Find each line in the records below that contains the word "coordinates", and copy it out.

━━━ SOURCE INFORMATION

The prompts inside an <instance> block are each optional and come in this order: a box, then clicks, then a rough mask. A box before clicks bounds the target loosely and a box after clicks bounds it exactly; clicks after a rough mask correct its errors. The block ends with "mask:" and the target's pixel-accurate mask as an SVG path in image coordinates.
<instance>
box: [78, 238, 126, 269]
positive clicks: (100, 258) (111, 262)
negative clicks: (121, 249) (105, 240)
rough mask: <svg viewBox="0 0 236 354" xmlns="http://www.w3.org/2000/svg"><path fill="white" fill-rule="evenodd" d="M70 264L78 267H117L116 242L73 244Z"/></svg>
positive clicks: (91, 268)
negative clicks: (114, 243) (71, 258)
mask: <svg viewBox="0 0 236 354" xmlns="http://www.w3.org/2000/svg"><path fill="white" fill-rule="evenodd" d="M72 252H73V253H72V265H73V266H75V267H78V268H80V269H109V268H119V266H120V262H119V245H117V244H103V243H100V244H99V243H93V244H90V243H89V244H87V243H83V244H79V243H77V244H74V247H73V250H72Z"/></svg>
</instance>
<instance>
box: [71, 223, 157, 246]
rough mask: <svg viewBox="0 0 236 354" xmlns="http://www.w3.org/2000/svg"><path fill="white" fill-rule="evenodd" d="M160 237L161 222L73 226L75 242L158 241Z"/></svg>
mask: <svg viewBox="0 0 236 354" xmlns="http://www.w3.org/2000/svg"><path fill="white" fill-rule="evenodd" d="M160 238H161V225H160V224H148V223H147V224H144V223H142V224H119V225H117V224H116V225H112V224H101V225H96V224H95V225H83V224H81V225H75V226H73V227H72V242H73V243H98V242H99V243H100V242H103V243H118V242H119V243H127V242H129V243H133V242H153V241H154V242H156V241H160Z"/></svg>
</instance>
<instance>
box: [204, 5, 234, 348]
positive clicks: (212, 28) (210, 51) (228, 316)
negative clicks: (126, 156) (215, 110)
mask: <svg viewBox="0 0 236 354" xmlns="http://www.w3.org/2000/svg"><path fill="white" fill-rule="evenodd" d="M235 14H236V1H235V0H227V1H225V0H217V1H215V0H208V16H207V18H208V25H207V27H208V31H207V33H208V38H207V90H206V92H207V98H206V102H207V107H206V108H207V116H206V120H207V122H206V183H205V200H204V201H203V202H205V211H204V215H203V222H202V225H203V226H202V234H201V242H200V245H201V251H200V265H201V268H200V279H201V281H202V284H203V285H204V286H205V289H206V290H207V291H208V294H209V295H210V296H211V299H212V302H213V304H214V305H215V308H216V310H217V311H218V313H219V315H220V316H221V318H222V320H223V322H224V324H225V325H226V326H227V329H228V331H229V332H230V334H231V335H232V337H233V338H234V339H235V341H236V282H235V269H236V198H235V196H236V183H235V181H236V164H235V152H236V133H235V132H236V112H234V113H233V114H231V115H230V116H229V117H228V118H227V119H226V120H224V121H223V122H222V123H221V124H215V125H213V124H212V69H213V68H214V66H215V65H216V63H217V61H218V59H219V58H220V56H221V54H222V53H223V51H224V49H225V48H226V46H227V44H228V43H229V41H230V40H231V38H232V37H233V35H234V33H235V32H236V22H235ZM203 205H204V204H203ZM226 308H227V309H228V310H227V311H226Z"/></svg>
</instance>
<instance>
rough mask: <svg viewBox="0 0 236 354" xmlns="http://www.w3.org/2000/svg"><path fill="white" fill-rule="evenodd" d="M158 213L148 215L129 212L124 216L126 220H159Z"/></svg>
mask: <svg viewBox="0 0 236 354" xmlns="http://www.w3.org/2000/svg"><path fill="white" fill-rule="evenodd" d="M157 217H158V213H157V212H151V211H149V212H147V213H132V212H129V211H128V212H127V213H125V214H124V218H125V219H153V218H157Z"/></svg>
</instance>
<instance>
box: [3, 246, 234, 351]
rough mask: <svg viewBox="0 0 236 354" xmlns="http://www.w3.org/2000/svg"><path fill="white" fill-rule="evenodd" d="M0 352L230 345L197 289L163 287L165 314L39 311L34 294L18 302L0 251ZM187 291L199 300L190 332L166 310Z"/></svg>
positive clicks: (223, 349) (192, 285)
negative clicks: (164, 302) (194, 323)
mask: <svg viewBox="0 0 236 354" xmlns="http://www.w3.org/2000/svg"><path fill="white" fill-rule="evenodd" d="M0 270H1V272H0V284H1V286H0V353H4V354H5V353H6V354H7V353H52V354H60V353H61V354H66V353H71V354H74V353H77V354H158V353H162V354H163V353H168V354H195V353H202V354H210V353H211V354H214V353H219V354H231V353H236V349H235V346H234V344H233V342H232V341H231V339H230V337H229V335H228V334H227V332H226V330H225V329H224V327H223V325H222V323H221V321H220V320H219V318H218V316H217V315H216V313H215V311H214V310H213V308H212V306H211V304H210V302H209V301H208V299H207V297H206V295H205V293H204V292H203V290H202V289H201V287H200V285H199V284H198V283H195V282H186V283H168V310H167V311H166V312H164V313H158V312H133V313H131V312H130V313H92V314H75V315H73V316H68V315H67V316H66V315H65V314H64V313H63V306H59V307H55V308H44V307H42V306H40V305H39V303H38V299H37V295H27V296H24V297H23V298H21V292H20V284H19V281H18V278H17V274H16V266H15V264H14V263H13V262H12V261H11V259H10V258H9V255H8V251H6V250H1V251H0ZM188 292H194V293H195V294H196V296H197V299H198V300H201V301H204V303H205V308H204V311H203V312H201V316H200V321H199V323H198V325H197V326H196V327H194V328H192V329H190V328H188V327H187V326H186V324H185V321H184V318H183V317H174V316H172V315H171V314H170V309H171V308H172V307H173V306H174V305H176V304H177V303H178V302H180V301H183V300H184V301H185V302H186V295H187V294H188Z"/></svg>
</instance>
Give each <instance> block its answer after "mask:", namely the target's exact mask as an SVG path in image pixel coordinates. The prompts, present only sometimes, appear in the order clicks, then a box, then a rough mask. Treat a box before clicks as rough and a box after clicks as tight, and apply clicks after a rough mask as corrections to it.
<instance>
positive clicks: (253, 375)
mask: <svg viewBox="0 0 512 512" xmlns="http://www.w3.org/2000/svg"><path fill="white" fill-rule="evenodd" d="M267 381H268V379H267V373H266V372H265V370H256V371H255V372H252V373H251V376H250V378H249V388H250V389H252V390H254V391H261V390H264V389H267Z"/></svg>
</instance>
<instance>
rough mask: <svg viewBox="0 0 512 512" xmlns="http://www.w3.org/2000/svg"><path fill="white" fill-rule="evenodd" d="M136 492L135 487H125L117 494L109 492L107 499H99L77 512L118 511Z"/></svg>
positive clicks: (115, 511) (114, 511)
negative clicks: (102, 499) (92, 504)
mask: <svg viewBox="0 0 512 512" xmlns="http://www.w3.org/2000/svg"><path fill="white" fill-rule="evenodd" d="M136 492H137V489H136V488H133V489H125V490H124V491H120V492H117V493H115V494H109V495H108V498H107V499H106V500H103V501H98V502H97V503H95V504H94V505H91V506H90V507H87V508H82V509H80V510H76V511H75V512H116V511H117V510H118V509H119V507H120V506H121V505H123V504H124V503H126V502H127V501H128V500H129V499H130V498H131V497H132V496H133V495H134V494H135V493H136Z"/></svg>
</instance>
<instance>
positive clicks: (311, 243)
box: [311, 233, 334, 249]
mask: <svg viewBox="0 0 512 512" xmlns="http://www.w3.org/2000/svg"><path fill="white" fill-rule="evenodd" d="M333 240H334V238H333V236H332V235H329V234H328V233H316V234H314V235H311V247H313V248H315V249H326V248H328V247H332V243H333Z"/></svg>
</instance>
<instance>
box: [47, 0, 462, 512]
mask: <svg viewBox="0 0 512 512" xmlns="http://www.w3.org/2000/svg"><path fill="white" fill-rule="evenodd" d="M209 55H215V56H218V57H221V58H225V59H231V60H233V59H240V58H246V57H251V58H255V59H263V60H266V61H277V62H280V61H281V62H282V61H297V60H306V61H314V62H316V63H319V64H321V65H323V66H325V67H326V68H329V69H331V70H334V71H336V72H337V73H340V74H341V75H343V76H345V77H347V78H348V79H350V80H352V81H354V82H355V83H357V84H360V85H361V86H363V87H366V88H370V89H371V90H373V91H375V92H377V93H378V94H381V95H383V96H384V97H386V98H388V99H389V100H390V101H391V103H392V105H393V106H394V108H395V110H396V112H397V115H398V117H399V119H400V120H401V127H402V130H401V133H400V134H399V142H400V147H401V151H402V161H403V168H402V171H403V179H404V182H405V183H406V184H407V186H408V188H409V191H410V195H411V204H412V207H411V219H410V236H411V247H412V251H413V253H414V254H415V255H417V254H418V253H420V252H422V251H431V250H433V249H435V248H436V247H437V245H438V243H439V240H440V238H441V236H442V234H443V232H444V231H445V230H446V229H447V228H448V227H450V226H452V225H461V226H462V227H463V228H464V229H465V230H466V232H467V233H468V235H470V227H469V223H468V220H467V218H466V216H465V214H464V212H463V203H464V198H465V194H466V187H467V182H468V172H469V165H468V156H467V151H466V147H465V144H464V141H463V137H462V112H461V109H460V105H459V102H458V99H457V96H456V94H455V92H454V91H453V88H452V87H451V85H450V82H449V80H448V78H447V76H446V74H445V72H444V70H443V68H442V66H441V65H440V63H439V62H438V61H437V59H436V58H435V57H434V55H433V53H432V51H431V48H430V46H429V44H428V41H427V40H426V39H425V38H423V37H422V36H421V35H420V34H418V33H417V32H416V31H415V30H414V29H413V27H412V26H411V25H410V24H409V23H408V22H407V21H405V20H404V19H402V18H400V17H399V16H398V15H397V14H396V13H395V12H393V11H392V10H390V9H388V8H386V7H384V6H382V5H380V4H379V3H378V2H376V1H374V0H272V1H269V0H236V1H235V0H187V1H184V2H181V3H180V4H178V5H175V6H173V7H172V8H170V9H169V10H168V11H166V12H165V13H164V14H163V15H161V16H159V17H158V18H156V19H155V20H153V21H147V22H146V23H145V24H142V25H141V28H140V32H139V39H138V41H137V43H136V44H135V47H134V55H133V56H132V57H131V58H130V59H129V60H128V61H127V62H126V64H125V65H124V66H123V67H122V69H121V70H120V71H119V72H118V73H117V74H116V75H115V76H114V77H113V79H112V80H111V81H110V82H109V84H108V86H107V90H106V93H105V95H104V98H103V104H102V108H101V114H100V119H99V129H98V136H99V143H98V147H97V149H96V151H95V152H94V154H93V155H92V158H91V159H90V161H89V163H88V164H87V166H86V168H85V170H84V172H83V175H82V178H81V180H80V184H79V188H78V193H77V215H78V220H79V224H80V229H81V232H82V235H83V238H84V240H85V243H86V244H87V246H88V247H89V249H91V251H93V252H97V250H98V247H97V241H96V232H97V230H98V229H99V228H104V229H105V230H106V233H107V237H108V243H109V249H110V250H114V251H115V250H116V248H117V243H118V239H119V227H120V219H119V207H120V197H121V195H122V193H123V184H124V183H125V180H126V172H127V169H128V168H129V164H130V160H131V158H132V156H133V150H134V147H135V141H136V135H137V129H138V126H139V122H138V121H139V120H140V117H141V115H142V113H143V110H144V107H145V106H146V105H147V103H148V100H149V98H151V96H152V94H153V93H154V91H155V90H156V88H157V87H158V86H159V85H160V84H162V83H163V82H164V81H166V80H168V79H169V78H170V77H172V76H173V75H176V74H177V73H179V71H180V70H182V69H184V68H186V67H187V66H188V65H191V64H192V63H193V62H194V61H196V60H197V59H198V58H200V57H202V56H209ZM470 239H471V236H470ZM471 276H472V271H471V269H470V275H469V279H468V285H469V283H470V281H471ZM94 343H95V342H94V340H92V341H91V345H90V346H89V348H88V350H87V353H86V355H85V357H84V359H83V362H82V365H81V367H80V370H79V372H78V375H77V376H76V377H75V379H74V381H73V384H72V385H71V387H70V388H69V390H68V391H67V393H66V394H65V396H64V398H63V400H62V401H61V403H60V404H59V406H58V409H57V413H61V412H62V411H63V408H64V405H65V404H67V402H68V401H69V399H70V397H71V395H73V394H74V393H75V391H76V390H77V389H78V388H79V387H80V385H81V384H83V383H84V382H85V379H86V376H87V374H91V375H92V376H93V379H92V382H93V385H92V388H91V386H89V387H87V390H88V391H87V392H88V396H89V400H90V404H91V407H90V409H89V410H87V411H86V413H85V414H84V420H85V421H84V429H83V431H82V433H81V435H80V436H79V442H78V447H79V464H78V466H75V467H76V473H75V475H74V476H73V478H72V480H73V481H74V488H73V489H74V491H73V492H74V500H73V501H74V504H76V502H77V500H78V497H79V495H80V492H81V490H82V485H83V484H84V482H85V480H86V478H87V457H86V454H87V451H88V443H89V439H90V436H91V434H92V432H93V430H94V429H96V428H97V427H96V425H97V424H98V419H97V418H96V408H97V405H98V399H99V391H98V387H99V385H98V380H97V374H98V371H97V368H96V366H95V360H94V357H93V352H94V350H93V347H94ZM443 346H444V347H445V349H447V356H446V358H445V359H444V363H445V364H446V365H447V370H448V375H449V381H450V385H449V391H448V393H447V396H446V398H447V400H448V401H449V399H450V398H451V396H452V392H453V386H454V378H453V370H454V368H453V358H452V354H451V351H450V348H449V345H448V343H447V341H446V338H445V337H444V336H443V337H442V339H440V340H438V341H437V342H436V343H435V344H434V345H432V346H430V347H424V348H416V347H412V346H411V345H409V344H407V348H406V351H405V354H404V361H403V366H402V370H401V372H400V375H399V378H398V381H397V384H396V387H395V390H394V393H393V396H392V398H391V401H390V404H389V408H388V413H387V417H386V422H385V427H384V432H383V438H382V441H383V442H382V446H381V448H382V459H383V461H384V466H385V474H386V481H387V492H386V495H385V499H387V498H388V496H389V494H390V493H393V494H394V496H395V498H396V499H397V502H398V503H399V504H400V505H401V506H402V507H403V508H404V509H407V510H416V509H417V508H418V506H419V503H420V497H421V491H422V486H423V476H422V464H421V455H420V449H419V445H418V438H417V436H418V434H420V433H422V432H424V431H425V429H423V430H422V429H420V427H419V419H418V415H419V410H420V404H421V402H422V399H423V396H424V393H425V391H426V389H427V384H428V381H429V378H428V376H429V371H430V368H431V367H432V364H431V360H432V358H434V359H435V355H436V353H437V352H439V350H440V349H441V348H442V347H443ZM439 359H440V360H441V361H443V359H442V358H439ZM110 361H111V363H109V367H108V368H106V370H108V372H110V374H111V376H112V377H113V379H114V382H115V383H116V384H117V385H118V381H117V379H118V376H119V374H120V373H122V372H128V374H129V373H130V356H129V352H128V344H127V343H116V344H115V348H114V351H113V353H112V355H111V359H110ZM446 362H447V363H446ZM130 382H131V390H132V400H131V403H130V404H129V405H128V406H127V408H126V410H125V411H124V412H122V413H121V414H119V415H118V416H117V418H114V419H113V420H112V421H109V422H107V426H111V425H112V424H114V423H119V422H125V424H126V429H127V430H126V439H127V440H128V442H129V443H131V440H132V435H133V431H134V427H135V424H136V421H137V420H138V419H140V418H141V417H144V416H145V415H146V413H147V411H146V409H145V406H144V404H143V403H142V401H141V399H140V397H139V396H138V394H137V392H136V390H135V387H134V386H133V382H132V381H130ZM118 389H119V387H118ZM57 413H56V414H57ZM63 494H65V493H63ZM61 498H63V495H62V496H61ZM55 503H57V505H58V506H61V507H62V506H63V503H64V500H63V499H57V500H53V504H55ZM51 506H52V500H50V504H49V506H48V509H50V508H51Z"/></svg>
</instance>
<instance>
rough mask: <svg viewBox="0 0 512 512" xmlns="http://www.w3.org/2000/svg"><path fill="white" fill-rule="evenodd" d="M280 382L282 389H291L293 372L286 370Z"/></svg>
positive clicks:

━━━━━━

ANSWER TO THIS EXERCISE:
The prompts inside an <instance> block are each optional and come in this order: a box, then clicks, then a rough mask. A box before clicks bounds the target loosely and a box after clicks bounds it exactly; clicks after a rough mask correct its errors. The block ends with "mask:" and the target's pixel-accurate mask as an SVG path in image coordinates.
Give each <instance> block its answer after "mask:", namely the target's exact mask as an SVG path in image pixel coordinates. The prompts, present only sometimes, appear in the order clicks, then a box, then a rough mask. Treat a box before clicks as rough and a box after clicks as tight, and apply clicks after a rough mask as corrections to it.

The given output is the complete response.